==== Passage to read ====

SE Asia — I: Leaving and Bangkok

Okay! Let’s get into it. This is going to be a long series of entries. In this one I’m only covering the very beginning, abstracting heavily from my journal, but I’ll pick up the pace after this now that I’ve got the background and the basics covered. There are a few pictures, but I expect I’ll be putting up most of them in a series of posts especially for pictures.

I woke up while it was still dark. It was cold in my room because I didn’t bother with heat on that last night. I sat in the cold, communicated with people on my computer, then turned it off and unplugged it and unplugged everything else I could find to unplug in my room. I brought along exactly two pieces of cold-weather clothing: my blue plaid long-sleeve shirt and my plaid pajama pants. When I was choosing these, I was only thinking about practicality and I forgot to consider that if I ever had occasion to wear them both together, I would look like a clown. Looking like a clown, I walked down to the bus stop and took the morning bus to Seoul, then a train to the airport, and left this little country for the first time since May, (unless you count my tour of half of a room in North Korea).

Shortly I was in Beijing, where there was snow on the ground outside and cold air inside, and while waiting for the flight to Bangkok I met a guy who’d brought along his bubble coat and was comfortable now but was going to have to carry it around for his entire sojourn in the tropics. I felt pretty good about my decision to pack light. I brought one backpack with me, with no checked luggage. The backpack had three T-shirts (one of which I lost later—sorry, Mom, it was one of your tie-dyes, but I still have another here) and two pairs of shorts, plus my journal, a guidebook, glasses, and my toothbrush and toothpaste. Tied below was a sleeping bag, and that’s all. In my securely zippered vest pockets I carried my passport, my credit card, all my money (about $670 US plus $167 worth of Thai baht), my camera, and my itinerary. Still, I often felt like I had too much stuff. I could’ve gotten by without the flimsy green blank book in my other vest pocket that I used for scratch paper, for example.

====

Aim 1: Reproduce word for word the part of the travel journal entry starting with "SE Asia — I: Leaving" and going on through "especially for pictures.".
Aim 2:
Answer these questions from the travel journal entry.
(a) Which two pieces of cold-weather clothing did the writer bring?
(b) In which city was there snow on the ground?
(c) How many T-shirts were in the backpack?
Aim 3: Write what comes next in the travel journal entry, picking up after its final sentence.
None of the material is needed for any task here.

==== Dataset section ====

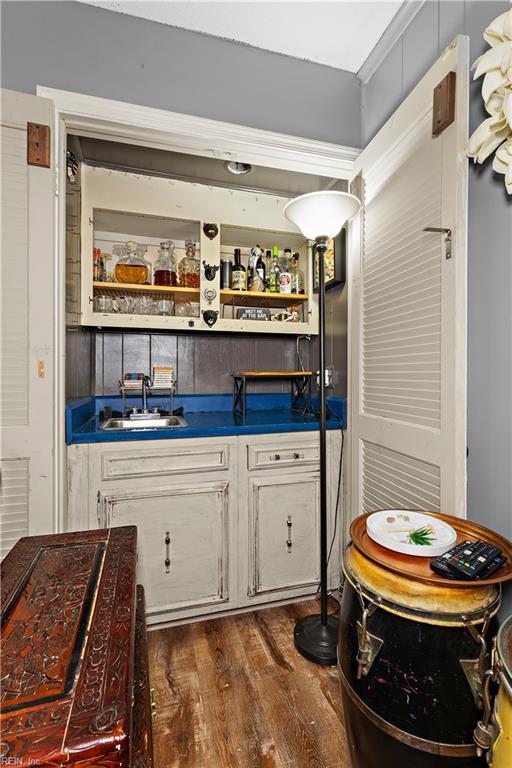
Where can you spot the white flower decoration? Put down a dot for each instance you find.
(495, 133)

====

Output 1:
SE Asia — I: Leaving and Bangkok

Okay! Let’s get into it. This is going to be a long series of entries. In this one I’m only covering the very beginning, abstracting heavily from my journal, but I’ll pick up the pace after this now that I’ve got the background and the basics covered. There are a few pictures, but I expect I’ll be putting up most of them in a series of posts especially for pictures.

Output 2:
(a) A blue plaid long-sleeve shirt and plaid pajama pants.
(b) Beijing.
(c) Three.

Output 3:
I stepped out of the plane at Bangkok’s Suvarnabhumi Airport and after escaping from the secure zones I passed this sign:

I was in a very different country.

I latched onto a Caribbean woman I’d met at the Beijing Airport and, since all the buses stop after midnight, we shared a taxi to Khao San Road. Khao San is a street that you can walk down in two minutes, or you could if it weren’t for the extremely drunk people swarming it, wandering from bar to bar, and the pad Thai stands set up in the middle of the street all along its lengths, which you often see being moved from one place to another for whatever reasons, and the men trying to hand you cards telling you where you can buy fine tailored suits, cheap beers, and whores. Its name (which incidentally means “milled rice”) is familiar instantly to every Westerner traveling in Thailand or any country vaguely near it. I wasn’t expecting this when I arrived there; I only knew it from my guidebook (Lonely Planet’s Southeast Asia on a Shoestring, borrowed from Sean) as a place where there were a lot of cheap guesthouses. I wasn’t really paying attention to the part where it mentioned bars. Half overwhelmed, I got a pad Thai and walked from one end to the other with my Caribbean friend while she looked for guesthouses, but they were all too expensive, so I left her to her expensive one and asked drunk people for tips on where to pay a bit less. Someone semicoherently directed me to a street a little ways away and I found a lot of hostels that were all full, finally ending up at a peaceful, white place on a sixth floor. I soaked myself in the shower to rinse off the sweat I’d sweated since stepping into the breathy air of this tropical country and fell asleep.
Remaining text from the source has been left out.